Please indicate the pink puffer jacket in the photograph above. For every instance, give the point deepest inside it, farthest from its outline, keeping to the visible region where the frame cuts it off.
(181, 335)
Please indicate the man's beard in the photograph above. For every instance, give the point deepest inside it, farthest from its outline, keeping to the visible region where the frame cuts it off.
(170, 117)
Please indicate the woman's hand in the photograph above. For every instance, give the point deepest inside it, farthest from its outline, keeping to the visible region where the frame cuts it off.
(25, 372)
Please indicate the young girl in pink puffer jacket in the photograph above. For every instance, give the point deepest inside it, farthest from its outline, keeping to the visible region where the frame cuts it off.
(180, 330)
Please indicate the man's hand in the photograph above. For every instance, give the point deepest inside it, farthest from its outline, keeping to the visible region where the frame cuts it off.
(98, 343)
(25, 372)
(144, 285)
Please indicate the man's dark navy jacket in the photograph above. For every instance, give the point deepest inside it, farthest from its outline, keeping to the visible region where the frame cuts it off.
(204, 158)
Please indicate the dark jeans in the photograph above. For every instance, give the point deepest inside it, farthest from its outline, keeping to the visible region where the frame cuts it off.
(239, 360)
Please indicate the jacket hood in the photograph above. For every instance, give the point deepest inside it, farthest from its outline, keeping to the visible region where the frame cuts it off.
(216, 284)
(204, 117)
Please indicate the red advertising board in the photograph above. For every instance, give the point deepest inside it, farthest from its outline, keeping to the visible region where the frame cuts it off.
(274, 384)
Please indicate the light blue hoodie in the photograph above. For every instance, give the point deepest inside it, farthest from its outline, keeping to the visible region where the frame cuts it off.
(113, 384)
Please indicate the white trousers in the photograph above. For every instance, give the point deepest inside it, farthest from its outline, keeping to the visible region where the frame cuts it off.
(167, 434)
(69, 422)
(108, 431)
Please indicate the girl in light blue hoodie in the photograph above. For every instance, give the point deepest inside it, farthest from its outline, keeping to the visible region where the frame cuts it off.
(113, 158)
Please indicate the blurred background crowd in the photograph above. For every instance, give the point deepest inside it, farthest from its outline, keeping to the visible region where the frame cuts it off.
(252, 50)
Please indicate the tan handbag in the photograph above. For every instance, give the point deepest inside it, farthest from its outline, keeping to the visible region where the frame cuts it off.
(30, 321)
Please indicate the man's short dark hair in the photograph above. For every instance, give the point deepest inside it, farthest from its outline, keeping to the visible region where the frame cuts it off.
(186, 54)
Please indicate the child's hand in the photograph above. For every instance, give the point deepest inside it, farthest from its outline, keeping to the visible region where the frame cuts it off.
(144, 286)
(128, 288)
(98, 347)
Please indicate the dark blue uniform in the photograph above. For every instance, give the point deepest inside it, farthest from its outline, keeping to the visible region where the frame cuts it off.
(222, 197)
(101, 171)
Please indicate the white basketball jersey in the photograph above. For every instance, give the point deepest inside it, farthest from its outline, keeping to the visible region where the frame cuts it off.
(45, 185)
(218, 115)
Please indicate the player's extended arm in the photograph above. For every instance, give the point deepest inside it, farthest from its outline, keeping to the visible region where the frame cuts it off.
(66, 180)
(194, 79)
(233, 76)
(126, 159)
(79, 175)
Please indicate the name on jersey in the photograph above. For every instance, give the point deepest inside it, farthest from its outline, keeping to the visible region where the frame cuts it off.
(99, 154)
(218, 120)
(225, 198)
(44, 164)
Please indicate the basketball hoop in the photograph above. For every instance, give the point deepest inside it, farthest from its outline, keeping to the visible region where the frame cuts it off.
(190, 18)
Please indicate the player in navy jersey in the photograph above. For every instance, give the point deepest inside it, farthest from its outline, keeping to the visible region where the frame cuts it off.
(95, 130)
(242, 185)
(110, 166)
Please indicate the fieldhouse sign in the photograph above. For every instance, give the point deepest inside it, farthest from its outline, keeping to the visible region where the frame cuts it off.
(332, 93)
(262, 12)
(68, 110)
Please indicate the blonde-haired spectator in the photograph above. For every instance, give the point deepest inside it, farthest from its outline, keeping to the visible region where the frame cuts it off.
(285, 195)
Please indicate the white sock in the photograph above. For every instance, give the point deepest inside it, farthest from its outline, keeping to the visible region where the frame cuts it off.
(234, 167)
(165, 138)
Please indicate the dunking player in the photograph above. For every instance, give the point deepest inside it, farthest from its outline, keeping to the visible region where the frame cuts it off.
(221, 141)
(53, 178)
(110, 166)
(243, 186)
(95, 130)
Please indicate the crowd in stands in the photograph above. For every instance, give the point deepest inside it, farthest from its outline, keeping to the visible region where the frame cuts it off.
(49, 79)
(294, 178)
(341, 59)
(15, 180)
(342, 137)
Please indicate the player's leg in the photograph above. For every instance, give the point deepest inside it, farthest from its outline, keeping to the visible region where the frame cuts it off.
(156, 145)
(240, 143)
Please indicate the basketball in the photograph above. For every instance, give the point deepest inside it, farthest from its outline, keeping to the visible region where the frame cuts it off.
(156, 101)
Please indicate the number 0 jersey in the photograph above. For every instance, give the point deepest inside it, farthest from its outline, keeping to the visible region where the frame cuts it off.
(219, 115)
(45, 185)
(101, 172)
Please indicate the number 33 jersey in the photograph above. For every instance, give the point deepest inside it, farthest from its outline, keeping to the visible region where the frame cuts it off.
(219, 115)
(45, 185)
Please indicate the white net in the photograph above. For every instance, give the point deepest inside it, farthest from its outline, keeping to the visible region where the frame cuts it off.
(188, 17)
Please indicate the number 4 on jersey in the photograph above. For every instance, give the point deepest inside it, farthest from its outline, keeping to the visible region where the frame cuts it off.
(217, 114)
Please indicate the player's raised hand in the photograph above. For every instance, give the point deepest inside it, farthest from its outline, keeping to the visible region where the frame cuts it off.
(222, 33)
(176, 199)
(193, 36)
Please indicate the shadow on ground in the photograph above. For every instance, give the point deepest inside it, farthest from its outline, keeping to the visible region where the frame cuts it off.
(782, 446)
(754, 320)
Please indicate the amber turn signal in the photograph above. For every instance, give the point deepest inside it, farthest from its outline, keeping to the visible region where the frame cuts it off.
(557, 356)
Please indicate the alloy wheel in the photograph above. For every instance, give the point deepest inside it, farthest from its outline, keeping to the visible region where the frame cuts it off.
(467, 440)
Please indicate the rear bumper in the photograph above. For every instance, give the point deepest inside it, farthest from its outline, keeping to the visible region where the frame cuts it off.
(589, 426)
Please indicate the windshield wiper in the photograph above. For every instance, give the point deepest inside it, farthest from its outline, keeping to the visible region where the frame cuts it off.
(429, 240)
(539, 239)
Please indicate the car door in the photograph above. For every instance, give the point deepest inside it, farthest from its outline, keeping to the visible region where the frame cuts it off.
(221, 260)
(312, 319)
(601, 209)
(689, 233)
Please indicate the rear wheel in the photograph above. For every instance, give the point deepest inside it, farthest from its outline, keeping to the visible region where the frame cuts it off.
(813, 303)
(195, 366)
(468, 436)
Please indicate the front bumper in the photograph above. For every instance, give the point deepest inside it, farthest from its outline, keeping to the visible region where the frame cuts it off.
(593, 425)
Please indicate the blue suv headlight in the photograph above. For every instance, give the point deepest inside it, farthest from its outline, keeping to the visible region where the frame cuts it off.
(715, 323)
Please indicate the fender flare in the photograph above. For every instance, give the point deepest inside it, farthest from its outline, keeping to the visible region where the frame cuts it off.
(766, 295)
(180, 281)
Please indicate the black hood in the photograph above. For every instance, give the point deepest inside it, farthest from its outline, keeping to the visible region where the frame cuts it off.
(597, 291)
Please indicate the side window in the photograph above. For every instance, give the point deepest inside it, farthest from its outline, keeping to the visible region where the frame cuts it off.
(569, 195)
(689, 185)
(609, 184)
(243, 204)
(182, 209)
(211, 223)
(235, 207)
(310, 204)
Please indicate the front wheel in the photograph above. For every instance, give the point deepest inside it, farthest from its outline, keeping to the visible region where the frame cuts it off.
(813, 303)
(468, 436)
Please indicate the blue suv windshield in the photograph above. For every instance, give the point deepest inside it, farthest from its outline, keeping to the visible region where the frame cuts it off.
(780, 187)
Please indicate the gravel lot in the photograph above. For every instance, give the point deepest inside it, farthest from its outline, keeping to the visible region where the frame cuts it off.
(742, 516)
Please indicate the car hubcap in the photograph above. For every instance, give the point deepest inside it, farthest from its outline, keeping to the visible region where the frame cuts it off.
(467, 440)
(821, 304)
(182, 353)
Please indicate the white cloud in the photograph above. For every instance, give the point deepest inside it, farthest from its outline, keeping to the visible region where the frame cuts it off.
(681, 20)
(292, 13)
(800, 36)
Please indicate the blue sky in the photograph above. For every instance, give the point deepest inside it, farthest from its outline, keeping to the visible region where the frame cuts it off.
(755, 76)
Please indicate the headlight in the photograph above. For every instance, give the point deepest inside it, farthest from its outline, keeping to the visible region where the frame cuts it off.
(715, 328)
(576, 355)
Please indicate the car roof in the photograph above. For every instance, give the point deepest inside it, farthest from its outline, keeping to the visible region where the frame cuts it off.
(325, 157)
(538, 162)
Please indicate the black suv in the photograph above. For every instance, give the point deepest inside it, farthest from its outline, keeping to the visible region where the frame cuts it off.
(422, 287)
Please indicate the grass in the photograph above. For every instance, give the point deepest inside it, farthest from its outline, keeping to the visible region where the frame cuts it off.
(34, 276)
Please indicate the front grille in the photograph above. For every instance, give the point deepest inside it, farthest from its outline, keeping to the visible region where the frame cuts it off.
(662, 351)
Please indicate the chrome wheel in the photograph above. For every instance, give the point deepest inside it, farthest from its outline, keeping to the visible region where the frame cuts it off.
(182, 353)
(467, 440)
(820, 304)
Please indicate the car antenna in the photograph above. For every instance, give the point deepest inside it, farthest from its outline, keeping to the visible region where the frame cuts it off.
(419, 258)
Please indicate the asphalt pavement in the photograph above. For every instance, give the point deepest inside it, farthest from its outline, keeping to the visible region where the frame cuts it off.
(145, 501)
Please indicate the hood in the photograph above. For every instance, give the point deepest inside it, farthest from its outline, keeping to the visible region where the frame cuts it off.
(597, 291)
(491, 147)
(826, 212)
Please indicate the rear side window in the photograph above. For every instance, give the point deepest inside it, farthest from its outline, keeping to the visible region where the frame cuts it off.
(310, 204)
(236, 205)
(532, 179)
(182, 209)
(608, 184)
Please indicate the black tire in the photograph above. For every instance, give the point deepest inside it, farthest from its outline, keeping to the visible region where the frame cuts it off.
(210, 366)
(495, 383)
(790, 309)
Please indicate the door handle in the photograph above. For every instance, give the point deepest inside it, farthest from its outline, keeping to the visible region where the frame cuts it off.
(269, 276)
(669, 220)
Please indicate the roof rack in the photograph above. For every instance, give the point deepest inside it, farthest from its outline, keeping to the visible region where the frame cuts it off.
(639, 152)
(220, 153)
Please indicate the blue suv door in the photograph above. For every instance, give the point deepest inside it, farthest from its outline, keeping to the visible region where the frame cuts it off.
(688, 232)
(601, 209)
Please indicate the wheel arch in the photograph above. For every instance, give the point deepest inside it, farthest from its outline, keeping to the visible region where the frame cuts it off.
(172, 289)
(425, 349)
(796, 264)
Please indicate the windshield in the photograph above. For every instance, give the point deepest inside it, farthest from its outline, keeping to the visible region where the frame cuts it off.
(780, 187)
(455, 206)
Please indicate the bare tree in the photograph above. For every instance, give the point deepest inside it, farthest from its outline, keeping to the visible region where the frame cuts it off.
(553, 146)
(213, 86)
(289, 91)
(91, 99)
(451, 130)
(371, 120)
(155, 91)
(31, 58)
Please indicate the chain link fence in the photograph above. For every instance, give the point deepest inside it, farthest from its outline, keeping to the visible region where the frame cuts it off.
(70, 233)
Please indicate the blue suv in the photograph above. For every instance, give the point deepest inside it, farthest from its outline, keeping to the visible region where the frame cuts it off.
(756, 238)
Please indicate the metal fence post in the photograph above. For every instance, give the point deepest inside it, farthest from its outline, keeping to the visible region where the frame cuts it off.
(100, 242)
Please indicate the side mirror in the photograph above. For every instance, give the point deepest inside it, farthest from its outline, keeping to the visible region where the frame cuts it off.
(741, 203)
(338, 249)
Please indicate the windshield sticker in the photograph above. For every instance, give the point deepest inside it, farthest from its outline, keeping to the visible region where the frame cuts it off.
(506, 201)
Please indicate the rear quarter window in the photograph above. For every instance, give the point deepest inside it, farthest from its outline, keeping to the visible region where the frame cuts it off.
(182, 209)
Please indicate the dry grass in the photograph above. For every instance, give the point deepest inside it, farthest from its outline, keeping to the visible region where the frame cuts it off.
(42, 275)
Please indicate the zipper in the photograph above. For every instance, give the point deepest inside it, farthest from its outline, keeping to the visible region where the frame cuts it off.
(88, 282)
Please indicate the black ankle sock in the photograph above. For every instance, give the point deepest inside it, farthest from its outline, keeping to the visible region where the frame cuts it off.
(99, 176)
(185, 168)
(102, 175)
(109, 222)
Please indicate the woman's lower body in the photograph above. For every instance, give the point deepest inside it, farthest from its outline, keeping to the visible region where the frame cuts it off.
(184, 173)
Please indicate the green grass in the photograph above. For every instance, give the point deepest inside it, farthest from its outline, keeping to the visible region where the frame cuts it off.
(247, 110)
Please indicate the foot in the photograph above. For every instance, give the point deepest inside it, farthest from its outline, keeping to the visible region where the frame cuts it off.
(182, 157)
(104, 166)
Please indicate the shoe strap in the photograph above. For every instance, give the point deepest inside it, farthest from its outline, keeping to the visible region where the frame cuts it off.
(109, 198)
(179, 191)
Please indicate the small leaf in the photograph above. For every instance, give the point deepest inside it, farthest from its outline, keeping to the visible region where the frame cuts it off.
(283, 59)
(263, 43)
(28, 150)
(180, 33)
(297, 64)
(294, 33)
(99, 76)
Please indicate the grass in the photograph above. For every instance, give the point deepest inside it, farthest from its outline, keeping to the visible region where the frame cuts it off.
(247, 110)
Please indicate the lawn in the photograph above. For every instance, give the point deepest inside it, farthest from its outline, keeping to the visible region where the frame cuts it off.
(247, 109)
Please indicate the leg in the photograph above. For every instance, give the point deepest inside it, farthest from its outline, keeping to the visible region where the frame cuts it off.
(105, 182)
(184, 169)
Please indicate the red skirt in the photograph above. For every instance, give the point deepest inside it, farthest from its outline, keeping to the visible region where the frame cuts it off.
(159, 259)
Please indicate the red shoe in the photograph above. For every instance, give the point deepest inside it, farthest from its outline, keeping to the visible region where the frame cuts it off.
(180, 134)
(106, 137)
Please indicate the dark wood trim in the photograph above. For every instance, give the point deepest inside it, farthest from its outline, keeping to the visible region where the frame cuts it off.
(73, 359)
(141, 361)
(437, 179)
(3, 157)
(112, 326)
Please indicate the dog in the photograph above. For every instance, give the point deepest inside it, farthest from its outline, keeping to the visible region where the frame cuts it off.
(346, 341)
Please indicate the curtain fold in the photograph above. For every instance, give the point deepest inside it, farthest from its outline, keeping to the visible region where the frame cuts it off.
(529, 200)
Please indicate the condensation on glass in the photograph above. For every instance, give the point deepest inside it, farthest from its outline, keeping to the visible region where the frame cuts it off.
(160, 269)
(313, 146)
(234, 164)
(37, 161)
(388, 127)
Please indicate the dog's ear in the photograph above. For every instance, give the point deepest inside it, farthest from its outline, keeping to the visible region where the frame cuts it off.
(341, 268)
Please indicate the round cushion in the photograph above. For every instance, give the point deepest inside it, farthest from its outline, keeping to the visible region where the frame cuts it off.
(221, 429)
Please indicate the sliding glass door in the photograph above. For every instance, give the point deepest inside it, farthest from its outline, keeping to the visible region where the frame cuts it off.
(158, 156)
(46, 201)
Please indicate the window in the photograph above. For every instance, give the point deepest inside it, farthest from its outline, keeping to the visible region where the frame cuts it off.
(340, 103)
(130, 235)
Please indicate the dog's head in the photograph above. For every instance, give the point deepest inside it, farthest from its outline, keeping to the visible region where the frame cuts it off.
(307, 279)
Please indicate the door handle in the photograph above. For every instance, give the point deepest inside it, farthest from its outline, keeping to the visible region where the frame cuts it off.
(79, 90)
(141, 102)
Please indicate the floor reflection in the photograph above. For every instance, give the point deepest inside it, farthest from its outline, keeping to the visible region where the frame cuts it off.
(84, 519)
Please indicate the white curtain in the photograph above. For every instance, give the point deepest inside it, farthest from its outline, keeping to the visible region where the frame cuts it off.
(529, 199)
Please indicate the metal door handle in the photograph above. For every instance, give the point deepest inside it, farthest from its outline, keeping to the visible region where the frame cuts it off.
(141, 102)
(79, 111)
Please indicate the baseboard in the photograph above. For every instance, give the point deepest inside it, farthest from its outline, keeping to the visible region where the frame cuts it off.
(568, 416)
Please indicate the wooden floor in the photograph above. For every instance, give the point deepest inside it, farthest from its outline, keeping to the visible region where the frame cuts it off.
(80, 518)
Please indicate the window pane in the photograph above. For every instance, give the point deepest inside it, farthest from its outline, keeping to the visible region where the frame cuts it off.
######
→ **Description of the task**:
Reproduce the listing above exactly from the line containing "Please indicate the window in" through its last line, with both of those lines included.

→ **Finished answer**:
Please indicate the window in the photograph above. For every instance, give the point deepest inside it, farthest from its outline, keeping to the visible region where the frame cuts it off.
(340, 103)
(130, 235)
Please indicate the dog's head in the photograph above. For every instance, give the point deepest inside it, farthest from its outline, keeping to the visible region where the frame cuts it off.
(307, 279)
Please indicate the door handle in the photograph above. For every instance, give the point deepest inside it, farthest from its outline, keeping to the visible region where the frame cuts it off.
(79, 90)
(141, 102)
Please indicate the floor reflection in the photograph above. For every instance, give the point deepest inside it, farthest from its outline, keeping to the visible region where the frame cuts it off.
(84, 519)
Please indicate the white curtain in the photograph above. For every instance, give the point deepest inside it, farthest from its outline, keeping to the visible region where the frame cuts it off.
(529, 199)
Please indicate the metal door handle in the photograph above. For every instance, give the point deepest inside it, farthest from its outline, keeping to the visible region where the frame cuts it off.
(141, 102)
(79, 111)
Please indicate the baseboard in the photograph above. For every instance, give the point deepest inside it, farthest from its outline, keeping to the visible region where the frame cuts it off.
(568, 416)
Please indicate the wooden floor in the photograph above. For every instance, give the point deepest inside it, farthest from its outline, keeping to the visible region where the frame cuts it off.
(80, 518)
Please indicate the window pane in the photograph above. For every instance, give the point deepest inside it, farthest from its outline, keeping to the visible region where the frame cuts it off.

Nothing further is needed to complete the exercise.